**WHAT YOU ARE ASKED TO DO:** Reproduce the full listing below unchanged, apart from the pictures.

::::::

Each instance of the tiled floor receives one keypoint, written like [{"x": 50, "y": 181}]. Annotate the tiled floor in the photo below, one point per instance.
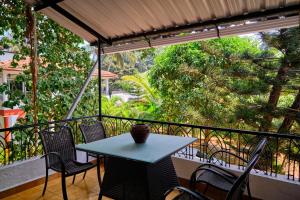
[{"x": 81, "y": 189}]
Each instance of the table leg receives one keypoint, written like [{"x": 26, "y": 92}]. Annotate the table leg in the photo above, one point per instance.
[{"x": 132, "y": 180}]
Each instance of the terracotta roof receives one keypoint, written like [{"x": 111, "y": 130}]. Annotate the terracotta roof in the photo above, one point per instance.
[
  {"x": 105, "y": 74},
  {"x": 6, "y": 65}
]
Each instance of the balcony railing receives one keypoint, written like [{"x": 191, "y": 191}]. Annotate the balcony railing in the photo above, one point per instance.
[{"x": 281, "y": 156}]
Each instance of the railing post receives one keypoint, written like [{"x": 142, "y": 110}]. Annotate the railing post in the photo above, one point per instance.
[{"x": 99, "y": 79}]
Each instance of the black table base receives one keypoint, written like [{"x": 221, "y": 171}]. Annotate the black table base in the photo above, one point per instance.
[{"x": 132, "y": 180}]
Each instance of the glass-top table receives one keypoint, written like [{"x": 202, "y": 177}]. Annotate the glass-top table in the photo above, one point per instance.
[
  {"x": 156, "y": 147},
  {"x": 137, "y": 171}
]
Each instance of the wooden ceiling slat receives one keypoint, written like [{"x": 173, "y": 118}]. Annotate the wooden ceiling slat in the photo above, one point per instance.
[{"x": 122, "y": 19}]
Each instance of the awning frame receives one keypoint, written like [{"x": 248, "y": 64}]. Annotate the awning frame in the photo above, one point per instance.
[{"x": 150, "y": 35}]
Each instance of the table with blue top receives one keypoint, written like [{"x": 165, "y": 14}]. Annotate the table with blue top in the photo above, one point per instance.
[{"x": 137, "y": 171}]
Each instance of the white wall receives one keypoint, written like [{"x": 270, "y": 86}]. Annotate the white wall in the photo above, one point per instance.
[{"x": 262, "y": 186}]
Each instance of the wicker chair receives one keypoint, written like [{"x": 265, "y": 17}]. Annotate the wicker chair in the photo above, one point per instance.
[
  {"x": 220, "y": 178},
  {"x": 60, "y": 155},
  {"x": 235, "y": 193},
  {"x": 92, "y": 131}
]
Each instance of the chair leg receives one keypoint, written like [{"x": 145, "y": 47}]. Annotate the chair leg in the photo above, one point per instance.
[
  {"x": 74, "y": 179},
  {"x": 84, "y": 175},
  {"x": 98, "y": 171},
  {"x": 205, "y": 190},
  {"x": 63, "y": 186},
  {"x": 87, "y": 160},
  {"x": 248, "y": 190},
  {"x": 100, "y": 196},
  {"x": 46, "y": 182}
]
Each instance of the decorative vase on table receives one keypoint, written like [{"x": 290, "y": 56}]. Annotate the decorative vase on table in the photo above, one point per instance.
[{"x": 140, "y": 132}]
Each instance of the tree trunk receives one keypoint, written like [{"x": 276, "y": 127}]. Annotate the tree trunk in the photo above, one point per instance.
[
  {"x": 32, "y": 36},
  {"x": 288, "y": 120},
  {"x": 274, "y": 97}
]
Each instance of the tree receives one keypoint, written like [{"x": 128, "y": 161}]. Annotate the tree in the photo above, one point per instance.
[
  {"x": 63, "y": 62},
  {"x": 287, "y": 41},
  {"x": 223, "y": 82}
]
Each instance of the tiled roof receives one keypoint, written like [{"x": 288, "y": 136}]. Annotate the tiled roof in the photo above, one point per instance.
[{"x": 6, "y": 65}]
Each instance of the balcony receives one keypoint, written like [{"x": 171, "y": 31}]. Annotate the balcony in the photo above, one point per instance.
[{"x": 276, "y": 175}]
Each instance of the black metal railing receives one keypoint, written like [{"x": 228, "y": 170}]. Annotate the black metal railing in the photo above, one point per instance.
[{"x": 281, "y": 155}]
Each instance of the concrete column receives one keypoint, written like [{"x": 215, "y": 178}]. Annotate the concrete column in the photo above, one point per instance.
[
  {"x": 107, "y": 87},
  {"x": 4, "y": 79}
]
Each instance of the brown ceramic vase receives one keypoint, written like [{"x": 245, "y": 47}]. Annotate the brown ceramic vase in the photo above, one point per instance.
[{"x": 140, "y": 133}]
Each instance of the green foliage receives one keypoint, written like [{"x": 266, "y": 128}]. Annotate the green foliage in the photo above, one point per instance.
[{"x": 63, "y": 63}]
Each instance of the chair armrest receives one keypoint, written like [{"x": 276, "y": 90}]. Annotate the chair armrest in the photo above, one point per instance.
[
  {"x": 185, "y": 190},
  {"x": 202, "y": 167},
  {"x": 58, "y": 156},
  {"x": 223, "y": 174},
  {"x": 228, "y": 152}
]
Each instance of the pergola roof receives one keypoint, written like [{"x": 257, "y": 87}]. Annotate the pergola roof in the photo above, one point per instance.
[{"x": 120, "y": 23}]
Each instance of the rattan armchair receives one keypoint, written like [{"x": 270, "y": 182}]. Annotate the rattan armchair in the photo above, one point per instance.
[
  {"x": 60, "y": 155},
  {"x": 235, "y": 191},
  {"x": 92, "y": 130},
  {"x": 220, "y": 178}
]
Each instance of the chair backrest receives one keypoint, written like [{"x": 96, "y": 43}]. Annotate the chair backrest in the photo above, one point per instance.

::::::

**TASK RESULT:**
Each instance of the tiled floor receives one keypoint, written like [{"x": 50, "y": 181}]. Annotate the tiled floor in the photo below, one point per instance.
[{"x": 81, "y": 189}]
Each instance of the table leg receives one keypoint, written like [{"x": 26, "y": 92}]. Annotate the table leg in the photo above, one point per instance.
[{"x": 132, "y": 180}]
Each instance of the terracotta roof receives one keypoint, written like [{"x": 111, "y": 130}]. Annotate the terracotta roof in the photo above, one point per instance.
[
  {"x": 105, "y": 74},
  {"x": 6, "y": 65}
]
Each instance of the balcony railing receives one keypoint, written like [{"x": 191, "y": 191}]. Annotate the balcony railing in the photo above, one point per instance.
[{"x": 281, "y": 156}]
Each instance of the railing post receives one keypoint, written like [{"x": 142, "y": 110}]. Annotate the railing post in the photo above, one point per instance.
[{"x": 99, "y": 79}]
Each instance of the black table base receives one keypoint, written like [{"x": 221, "y": 171}]. Annotate the black table base in the photo above, one point per instance.
[{"x": 132, "y": 180}]
Each instance of the glass-top table receives one keypoint, written like [{"x": 202, "y": 177}]. Annotate the glass-top table in the photo above, one point per instance.
[
  {"x": 156, "y": 147},
  {"x": 137, "y": 171}
]
Each instance of the wooden ceiling slat receives one keypoint, written like [{"x": 173, "y": 118}]. Annotate the wooden ceiling slat in the photo above, one point per instance.
[{"x": 122, "y": 19}]
Each instance of the awning frame receives one keypoint, written like [{"x": 248, "y": 64}]. Annotate the awning frame in the photo above, one point per instance.
[{"x": 150, "y": 35}]
Each instance of the table with blue top receives one keypoint, written like [{"x": 165, "y": 14}]. Annotate the table with blue top in the photo above, one point per instance.
[{"x": 137, "y": 171}]
Each instance of the white wall receives one keypoint, written like [{"x": 270, "y": 86}]. Annotate the white wall in the photo above, one point per instance.
[{"x": 262, "y": 186}]
Each instance of the wicker chair receives one keypoint, written like [{"x": 265, "y": 17}]. Annotate the wicker chair in the photo above, one point per instance.
[
  {"x": 220, "y": 178},
  {"x": 60, "y": 155},
  {"x": 235, "y": 193},
  {"x": 92, "y": 131}
]
Each instance of the chair leg receives one keypoint, written like [{"x": 145, "y": 47}]. Annotate the chair leg in the photo above, one point per instance.
[
  {"x": 74, "y": 179},
  {"x": 84, "y": 175},
  {"x": 98, "y": 171},
  {"x": 205, "y": 190},
  {"x": 63, "y": 186},
  {"x": 87, "y": 160},
  {"x": 248, "y": 190},
  {"x": 100, "y": 196},
  {"x": 46, "y": 182}
]
Each instance of the decorative vase on table receives one keypoint, written like [{"x": 290, "y": 56}]. Annotate the decorative vase on table in the photo above, one point per instance.
[{"x": 140, "y": 132}]
Each instance of the tree trunk receives one keypoint, written like [{"x": 276, "y": 127}]. Annotate the tree trunk in the photo above, one point per instance.
[
  {"x": 32, "y": 36},
  {"x": 288, "y": 120},
  {"x": 274, "y": 97}
]
Each instance of the tree receives one keypoint, written like [{"x": 128, "y": 161}]. Annotate the tree in the photo above, one point per instance.
[
  {"x": 63, "y": 62},
  {"x": 287, "y": 41},
  {"x": 223, "y": 82}
]
Each instance of the tiled roof receives one keypoint, written like [{"x": 288, "y": 136}]. Annotate the tiled roof in the photo above, one point per instance.
[{"x": 6, "y": 65}]
Each instance of the balcony receives one keypoint, written like [{"x": 171, "y": 31}]. Annotate the balcony in the photo above, one point per instance.
[{"x": 276, "y": 175}]
Each instance of the black metal railing receives one keypoint, written like [{"x": 228, "y": 170}]. Annotate the black metal railing in the photo above, one point per instance.
[{"x": 281, "y": 155}]
Each instance of the concrete column receives one keypoint, written like [{"x": 215, "y": 178}]. Annotate the concrete column in the photo above, one point per instance.
[
  {"x": 107, "y": 87},
  {"x": 4, "y": 79}
]
Each instance of the brown ceramic vase receives one keypoint, written like [{"x": 245, "y": 47}]. Annotate the brown ceramic vase in the photo above, one point per instance.
[{"x": 140, "y": 133}]
Each instance of the green foliage receives one keypoint, written like [{"x": 266, "y": 128}]. Annotate the green foliage in the photo above, one point per instance.
[{"x": 63, "y": 63}]
Each instance of the chair armrest receives one keypoint, written like [{"x": 276, "y": 90}]. Annotate the chair armrest in the photo above, one point per instance.
[
  {"x": 185, "y": 190},
  {"x": 202, "y": 167},
  {"x": 58, "y": 156},
  {"x": 223, "y": 174},
  {"x": 228, "y": 152}
]
Each instance of the pergola roof receives one keypoint, written like [{"x": 257, "y": 87}]. Annotate the pergola roof in the photo above, one point per instance.
[{"x": 120, "y": 23}]
Each instance of the rattan armchair receives one keypoint, written like [{"x": 270, "y": 182}]. Annotate the rattan armchair in the photo above, one point per instance.
[
  {"x": 60, "y": 155},
  {"x": 235, "y": 191},
  {"x": 92, "y": 130},
  {"x": 220, "y": 178}
]
Each instance of the chair backrest receives one keypoint, written like [{"x": 96, "y": 43}]. Annotate the chair backrest in the photo above, one point per instance.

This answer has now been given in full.